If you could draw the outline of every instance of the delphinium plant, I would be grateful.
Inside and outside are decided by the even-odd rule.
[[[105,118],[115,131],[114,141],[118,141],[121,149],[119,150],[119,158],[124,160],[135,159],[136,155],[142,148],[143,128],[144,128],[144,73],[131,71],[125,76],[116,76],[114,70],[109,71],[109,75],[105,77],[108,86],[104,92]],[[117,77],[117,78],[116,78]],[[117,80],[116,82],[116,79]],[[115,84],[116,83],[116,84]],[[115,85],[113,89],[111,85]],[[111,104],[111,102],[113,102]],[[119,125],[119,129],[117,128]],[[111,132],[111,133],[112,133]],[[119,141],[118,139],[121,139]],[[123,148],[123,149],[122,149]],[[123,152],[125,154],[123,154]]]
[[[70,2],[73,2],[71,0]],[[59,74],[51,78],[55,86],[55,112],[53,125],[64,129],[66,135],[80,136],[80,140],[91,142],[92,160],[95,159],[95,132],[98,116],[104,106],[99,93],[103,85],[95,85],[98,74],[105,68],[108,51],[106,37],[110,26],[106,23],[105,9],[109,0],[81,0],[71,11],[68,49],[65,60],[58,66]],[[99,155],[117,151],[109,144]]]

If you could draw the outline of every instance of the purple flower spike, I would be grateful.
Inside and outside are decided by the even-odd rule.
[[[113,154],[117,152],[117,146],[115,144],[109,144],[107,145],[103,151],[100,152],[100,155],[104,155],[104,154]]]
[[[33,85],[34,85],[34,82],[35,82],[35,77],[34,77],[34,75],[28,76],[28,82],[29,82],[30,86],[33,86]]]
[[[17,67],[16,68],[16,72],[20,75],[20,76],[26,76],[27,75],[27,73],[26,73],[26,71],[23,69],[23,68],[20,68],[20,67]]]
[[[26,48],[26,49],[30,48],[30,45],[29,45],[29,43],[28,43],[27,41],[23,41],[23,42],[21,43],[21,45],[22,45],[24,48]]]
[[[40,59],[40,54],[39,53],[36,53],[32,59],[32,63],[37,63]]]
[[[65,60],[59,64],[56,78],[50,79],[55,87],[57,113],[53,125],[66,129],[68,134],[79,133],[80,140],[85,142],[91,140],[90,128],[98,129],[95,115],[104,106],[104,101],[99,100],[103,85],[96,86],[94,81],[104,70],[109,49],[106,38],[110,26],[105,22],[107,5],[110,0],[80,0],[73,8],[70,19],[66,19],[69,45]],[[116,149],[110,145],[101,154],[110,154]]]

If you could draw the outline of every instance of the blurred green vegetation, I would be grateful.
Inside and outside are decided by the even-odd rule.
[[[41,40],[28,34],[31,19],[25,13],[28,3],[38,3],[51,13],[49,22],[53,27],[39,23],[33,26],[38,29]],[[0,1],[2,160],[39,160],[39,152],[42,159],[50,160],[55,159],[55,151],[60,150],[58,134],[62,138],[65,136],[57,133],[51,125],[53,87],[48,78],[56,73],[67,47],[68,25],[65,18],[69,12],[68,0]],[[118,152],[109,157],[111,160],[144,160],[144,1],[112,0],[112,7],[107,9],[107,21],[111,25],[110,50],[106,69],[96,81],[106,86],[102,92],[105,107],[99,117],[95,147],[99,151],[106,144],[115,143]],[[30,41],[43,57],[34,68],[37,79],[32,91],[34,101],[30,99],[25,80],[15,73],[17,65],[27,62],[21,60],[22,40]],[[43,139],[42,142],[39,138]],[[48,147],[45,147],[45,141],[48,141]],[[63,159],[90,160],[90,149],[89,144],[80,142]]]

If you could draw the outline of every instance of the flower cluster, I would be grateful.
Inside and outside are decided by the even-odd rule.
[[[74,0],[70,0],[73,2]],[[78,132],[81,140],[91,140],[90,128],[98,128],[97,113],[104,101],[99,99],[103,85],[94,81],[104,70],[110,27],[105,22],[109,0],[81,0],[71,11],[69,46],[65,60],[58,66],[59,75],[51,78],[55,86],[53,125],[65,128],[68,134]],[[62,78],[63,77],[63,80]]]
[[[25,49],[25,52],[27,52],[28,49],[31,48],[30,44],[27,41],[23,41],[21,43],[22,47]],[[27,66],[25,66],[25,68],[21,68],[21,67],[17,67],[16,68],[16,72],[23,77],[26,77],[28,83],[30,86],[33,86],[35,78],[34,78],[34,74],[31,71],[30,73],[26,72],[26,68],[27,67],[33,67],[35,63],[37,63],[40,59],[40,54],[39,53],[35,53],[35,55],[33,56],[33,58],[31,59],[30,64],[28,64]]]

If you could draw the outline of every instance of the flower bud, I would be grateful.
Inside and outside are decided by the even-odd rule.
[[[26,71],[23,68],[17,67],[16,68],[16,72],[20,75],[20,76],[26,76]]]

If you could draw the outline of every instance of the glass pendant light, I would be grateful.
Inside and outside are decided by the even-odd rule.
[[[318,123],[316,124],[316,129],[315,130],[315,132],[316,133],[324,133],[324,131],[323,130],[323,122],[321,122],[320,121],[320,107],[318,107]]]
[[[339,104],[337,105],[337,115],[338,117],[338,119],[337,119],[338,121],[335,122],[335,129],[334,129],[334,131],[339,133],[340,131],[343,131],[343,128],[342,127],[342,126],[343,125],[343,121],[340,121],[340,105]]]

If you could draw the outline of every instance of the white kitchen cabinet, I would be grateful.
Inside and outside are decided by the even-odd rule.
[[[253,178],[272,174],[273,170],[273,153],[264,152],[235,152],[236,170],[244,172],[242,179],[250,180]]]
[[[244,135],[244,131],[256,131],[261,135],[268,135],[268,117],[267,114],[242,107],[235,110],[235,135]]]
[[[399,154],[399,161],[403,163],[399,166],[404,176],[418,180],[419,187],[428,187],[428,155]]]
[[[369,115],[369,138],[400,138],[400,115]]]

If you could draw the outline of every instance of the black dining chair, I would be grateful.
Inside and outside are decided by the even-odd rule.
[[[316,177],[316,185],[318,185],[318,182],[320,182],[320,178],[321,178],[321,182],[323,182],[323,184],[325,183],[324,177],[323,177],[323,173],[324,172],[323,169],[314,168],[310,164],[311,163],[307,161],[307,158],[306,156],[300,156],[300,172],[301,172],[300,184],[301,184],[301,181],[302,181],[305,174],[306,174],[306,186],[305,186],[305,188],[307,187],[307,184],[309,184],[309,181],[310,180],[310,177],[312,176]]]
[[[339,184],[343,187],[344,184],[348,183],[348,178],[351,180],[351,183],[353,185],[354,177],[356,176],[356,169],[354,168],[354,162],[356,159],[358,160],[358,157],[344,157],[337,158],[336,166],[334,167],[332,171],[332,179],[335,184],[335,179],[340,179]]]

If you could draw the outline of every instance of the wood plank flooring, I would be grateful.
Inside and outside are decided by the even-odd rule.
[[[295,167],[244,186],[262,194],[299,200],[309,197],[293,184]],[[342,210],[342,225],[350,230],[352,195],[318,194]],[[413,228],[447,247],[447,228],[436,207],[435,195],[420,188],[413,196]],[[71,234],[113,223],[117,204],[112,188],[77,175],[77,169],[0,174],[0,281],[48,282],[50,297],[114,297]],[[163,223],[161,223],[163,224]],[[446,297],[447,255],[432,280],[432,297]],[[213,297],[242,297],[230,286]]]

────────────────────────────────────────

Required work: Count the lines of the entries above that contain the string "flower", treating uppercase and lowercase as distinct. Give only the number.

Result: 3